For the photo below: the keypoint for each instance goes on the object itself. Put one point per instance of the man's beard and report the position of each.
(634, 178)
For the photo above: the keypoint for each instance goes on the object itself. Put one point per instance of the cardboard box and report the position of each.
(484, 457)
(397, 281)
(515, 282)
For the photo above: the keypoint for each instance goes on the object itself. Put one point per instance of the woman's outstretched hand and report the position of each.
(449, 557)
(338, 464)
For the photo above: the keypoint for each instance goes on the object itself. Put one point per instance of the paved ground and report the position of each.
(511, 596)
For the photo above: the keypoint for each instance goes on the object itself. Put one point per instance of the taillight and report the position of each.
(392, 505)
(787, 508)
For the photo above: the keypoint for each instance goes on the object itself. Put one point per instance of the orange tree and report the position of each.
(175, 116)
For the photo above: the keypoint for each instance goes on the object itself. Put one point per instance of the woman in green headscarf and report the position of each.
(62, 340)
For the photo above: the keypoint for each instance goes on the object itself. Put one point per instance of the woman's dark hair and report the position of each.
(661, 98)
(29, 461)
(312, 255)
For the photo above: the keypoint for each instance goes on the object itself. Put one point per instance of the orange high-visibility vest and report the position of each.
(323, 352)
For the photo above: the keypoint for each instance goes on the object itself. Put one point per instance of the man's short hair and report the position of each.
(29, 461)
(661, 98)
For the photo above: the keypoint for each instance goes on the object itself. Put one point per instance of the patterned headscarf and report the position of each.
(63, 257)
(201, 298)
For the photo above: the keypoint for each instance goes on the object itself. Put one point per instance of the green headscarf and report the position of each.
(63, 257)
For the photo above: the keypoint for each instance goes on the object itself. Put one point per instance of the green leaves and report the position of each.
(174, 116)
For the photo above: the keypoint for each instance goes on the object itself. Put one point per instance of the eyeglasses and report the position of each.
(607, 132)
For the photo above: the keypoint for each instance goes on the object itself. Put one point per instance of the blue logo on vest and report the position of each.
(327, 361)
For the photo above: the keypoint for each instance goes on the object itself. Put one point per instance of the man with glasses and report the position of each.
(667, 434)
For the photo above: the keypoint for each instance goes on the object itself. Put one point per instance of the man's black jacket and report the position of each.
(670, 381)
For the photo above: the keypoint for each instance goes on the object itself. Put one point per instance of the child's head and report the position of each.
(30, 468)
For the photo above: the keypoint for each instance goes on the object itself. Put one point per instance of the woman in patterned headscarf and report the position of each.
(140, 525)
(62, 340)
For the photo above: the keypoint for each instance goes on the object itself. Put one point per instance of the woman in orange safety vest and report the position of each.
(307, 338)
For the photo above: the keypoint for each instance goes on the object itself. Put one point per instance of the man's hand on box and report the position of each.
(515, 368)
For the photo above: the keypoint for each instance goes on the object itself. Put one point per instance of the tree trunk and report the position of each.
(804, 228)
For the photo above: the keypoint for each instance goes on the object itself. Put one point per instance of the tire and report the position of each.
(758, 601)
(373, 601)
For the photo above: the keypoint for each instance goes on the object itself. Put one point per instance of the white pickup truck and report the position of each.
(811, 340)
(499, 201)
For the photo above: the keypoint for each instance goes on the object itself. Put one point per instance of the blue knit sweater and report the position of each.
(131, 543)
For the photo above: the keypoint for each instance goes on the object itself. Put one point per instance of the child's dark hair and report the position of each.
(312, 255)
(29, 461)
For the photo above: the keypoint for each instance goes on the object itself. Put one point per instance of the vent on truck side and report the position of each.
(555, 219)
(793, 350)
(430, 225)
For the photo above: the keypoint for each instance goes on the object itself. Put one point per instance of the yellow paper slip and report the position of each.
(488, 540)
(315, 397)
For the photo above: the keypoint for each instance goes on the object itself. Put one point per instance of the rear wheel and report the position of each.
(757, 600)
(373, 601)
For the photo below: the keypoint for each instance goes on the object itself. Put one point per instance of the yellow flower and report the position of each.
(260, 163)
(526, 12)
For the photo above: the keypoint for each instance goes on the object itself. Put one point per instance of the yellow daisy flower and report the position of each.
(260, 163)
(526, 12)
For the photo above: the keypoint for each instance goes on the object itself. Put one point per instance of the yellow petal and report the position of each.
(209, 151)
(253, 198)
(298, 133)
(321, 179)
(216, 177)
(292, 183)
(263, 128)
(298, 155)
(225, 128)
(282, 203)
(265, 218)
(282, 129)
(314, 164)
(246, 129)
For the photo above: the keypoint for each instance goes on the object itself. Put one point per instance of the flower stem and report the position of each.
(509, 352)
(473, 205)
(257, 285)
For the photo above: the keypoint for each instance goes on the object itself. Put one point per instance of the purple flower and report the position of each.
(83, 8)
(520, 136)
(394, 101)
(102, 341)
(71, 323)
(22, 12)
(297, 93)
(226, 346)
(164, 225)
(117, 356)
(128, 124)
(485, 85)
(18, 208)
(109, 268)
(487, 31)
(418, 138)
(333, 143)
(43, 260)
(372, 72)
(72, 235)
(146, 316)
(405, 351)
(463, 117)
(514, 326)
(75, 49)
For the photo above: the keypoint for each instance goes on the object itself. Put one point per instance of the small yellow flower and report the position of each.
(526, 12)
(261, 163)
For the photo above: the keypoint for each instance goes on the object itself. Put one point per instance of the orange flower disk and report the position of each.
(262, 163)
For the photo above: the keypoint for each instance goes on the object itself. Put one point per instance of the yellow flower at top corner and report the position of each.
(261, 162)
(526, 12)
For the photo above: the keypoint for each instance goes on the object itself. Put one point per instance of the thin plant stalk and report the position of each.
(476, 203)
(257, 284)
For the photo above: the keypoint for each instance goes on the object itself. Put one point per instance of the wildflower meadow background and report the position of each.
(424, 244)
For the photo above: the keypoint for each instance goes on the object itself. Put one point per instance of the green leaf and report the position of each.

TO DO: Extract all of the data shown above and repeat it verbatim.

ANSWER TO THIS PROBLEM:
For the photo below: the keypoint for each instance goes on the object itself. Put one point per instance of the man's beard and report the position of each.
(634, 178)
For the photo above: the keypoint for each instance goes on the object itself. Put one point per instance of the cardboard box and report the position of each.
(484, 457)
(397, 281)
(515, 282)
For the photo above: the keypoint for each instance goes on the object itself. Put one point per instance of the woman's outstretched hand and report the position of each.
(449, 557)
(338, 464)
For the photo above: the keypoint for each instance goes on the object itself. Put one point per instance of the paved ground and report the position of each.
(511, 596)
For the photo above: the keypoint for each instance goes on the object itself. Put one point per instance of the taillight and report the position of each.
(392, 505)
(787, 508)
For the photo above: the keypoint for each instance goes on the object itself. Put one point per instance of the orange tree and report the position of each.
(175, 116)
For the photo above: the keypoint for each instance goes on the object itself. Put one point per instance of the woman in green headscarf and report the position of each.
(62, 340)
For the photo above: the keypoint for each instance goes on the object itself. Put one point per instance of the woman's dark hair and report the position of each.
(661, 98)
(29, 461)
(312, 255)
For the photo above: the keypoint for each instance goes on the object itself. Put one point per instance of the orange high-visibility vest and report the position of each.
(323, 352)
For the photo above: the keypoint for each instance goes on the object itself. Put one point per instance of the man's short hair and report the position of each.
(29, 461)
(661, 98)
For the photo above: the keypoint for each instance goes on the object itself. Put one point per instance of the patterned headscarf and report the position of each.
(63, 257)
(201, 298)
For the photo above: the keypoint for each instance goes on the object itself. Put one point per instance of the green headscarf and report the position of each.
(63, 257)
For the photo above: the keypoint for each instance goes on the object itself. Put one point per instance of the green leaves and report the position of each.
(174, 116)
For the photo above: the keypoint for each instance goes on the object itself. Put one point per instance of the eyeglasses and report the position of each.
(607, 132)
For the photo above: the keypoint for each instance goes on the object itself. Put one point per instance of the blue logo on vest and report the position of each.
(327, 361)
For the photo above: the keypoint for each instance goes on the object itself. Put one point per instance of the man with glasses and report the position of each.
(667, 434)
For the photo above: the keypoint for each instance goes on the object itself. Put one point per instance of the man's black jacket and report the position of each.
(670, 381)
For the photo above: the keypoint for each instance goes on the object itself. Put one point per instance of the child's head and report the position of each.
(30, 468)
For the photo above: the keypoint for each instance goes on the object itself. Put one point per instance of the woman in patterned headscarf and report the position of each.
(140, 525)
(62, 340)
For the photo above: the keypoint for each instance goes on the object itself. Put one point per instance of the woman in orange safety vest and report the position of each.
(307, 338)
For the photo above: the keypoint for each instance goes on the object itself. Put one point per instance of the man's hand on box and report the position of each.
(515, 368)
For the photo above: the keypoint for each instance goes on the object itself. Put one point per instance of the tree trunk and report the position of each.
(804, 228)
For the photo above: the keypoint for each instance goes on the object itself. Put one point per instance of the tire and report the position of each.
(758, 601)
(373, 601)
For the photo above: the keypoint for each instance goes on the object itself. Put one point per instance of the white pickup truck and report the position of each.
(811, 340)
(499, 201)
For the photo above: the keypoint for each instance goes on the object itself. Put one point per instance of the blue knit sweater and report the position of each.
(131, 543)
For the photo above: the keypoint for each instance goes on the object itself. Put one point per instance of the child's dark hair and report the position of each.
(312, 255)
(29, 461)
For the photo above: the keypoint for each instance goes on the object itself. Put one point per instance of the vent on truck side and report the position of each.
(555, 219)
(793, 350)
(430, 225)
For the photo above: the keypoint for each instance goes on the object itself. Put one point per instance of the yellow paper slip and report the position of each.
(488, 540)
(315, 397)
For the photo above: the keypoint for each instance goes on the object itself. Put one point per instance of the rear wheel and report the position of each.
(757, 600)
(373, 601)
For the photo below: the keypoint for each instance goes on the object itself. Put one point per instance of the yellow flower and report the position of each.
(260, 163)
(526, 12)
For the photo above: the keypoint for each instance goes on the object itself. Put one point per instance of the yellow daisy flower and report the position of each.
(260, 163)
(526, 12)
For the photo above: the keypoint for each instance goes on the object itself. Put one point per instance of the yellow petal and report the position of each.
(209, 151)
(253, 198)
(298, 133)
(321, 179)
(216, 177)
(292, 183)
(263, 128)
(298, 155)
(225, 128)
(282, 203)
(265, 218)
(282, 129)
(314, 164)
(246, 129)
For the photo above: the keypoint for each instance goes on the object itself. Put one point per instance of the flower stem and report the position of each.
(509, 352)
(473, 205)
(257, 285)
For the photo above: the keypoint for each instance goes on the object itself. Put one point per instance of the purple flower and report the position of each.
(83, 8)
(520, 136)
(394, 101)
(102, 341)
(71, 323)
(22, 12)
(297, 93)
(226, 346)
(164, 225)
(117, 356)
(128, 124)
(485, 85)
(18, 208)
(109, 268)
(487, 31)
(418, 138)
(333, 143)
(43, 260)
(372, 72)
(72, 235)
(146, 316)
(405, 351)
(463, 117)
(514, 326)
(75, 49)
For the photo above: the keypoint for each instance goes on the object itself. Put one point per instance of the small yellow flower and report the position of each.
(526, 12)
(261, 163)
For the photo above: the keypoint for each instance goes on the object itself. Put one point per instance of the orange flower disk and report the position of each.
(262, 163)
For the photo above: the keypoint for each instance goes on the object itself. Put one point per instance of the yellow flower at top corner and report the position of each.
(261, 162)
(526, 12)
For the photo above: the keypoint for each instance goes on the object itself. Put one point per instance of the thin plant stalk and report the position of each.
(476, 203)
(257, 284)
For the photo above: the keypoint for each instance goes on the object itself. Put one point per instance of the wildflower meadow background and report the position of each.
(424, 244)
For the photo above: the keypoint for each instance goes on the object itself. Put one point per instance of the green leaf and report the position of each.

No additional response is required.